| Task list |
1 > Using the restaurant review below, answer these questions:
(a) What does a three-course meal cost at What Happens When?
(b) How many seats does the spot have?
(c) In which month would it close?
2 > How would you say this sentence from the restaurant review in Spanish: "The spiffy black and white room looks great."
3 > Write out the part of the restaurant review between "The spiffy black" and "Silver is bearable.", inclusive.

* START Page extract *

February 21, 2011 | BITE: My Journal
What Happens When & Why
The sweets “sommelier” tends a rolling dessert cart. Photo: Steven Richter.
I’m not sure what the pop-up restaurant trend portends or reveals: Attention Deficit Disorder in young chefs, perhaps, or a gesture toward ADD eaters. But I was excited to arrive at What Happens When, chronic pinchpenny that I am, even though I couldn’t remember the name for the life of me. It was a chance to revisit Chef John Fraser’s very personal style of cooking at $58 for three courses, a discount from the $35 and $40 entrees at his three-star Dovetail where his food won raves from me, but only an occasional visit.
A narrow window lets you see the chefs but not the pain. Photo: Steven Richter
A three-star chef tweaking both menu and décor every month on a shoestring in a rough cut 64 seat spot that would close in September … It was enough to sound like a trend and grab the front page of Times Dining. Did Fraser sound petulant as he explained how happy he was to escape extravagant architects and demanding investors to do something modest and short-lived, sharing the risk with creative collaborators, two designers and a musician friend? “And it’s not a pop-up,” he insisted even though it would only last nine months.
“Where It Happens,” I called it. “Why Did It Happen?” “What, Where and When?” I tried. Was the name deliberately meant to challenge middle-age memory lapses? “Get a table for four please,” I ask my assistant.
The spiffy black and white room looks great. Soon it will change. Photo: Steven Richter
The clever no-frills black and white design -- bemusing chandeliers, an outline of your bentwood chair stenciled on the floor at your feet, and mysterious numbers on grey painted brick -- is supposed to suggest you are dining inside a blueprint. That doesn’t sink in till Fraser, recognizing me and my Food Arts editor pal, comes by the table and explains. But I already like it. The modestly abbreviated menu, the proper young servers in black, the saucer goblet of apricot liquor that arrives with a trio of amusements, the pause to find your silver stashed in the drawer of your table -- it has the feel of off-Broadway. I like that too. Sound imitating music by partner Micah Silver is bearable.

* END Page extract *
* START Dataset rows *

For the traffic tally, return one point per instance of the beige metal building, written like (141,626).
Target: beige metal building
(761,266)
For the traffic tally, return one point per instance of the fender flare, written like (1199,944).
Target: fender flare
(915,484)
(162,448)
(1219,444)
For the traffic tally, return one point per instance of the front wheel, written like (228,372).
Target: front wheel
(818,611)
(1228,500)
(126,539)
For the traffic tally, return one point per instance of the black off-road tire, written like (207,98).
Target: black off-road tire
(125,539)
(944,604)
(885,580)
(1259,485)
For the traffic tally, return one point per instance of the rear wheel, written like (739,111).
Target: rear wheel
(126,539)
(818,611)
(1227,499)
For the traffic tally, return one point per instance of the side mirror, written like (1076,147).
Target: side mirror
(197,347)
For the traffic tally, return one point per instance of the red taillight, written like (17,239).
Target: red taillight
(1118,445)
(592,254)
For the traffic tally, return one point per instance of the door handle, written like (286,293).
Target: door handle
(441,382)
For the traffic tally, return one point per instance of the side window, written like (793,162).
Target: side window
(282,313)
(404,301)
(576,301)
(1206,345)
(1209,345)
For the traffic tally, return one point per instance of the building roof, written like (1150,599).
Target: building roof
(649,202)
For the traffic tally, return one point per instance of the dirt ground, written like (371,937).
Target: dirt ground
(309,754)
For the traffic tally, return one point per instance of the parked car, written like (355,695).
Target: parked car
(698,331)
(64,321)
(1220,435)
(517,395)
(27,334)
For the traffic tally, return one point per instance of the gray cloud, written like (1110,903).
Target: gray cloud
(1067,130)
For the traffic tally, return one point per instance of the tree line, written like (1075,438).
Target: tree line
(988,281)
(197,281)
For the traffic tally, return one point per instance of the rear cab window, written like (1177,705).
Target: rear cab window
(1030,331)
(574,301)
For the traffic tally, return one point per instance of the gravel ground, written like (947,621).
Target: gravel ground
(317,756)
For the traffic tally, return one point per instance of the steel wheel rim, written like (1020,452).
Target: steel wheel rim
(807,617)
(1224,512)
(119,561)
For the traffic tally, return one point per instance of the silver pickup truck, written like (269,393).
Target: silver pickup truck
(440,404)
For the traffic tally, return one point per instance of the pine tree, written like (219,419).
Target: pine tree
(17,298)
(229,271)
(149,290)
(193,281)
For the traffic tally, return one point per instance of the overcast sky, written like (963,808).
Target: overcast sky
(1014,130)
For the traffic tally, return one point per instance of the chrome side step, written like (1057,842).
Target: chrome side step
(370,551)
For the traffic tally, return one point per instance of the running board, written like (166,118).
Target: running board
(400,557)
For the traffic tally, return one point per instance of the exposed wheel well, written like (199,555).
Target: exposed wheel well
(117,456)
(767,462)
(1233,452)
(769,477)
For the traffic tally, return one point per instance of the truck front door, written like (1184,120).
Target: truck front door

* END Dataset rows *

| Solutions to the tasks |
1 >
(a) $58
(b) 64
(c) September

2 > La elegante sala en blanco y negro se ve estupenda.

3 >
The spiffy black and white room looks great. Soon it will change. Photo: Steven Richter
The clever no-frills black and white design -- bemusing chandeliers, an outline of your bentwood chair stenciled on the floor at your feet, and mysterious numbers on grey painted brick -- is supposed to suggest you are dining inside a blueprint. That doesn’t sink in till Fraser, recognizing me and my Food Arts editor pal, comes by the table and explains. But I already like it. The modestly abbreviated menu, the proper young servers in black, the saucer goblet of apricot liquor that arrives with a trio of amusements, the pause to find your silver stashed in the drawer of your table -- it has the feel of off-Broadway. I like that too. Sound imitating music by partner Micah Silver is bearable.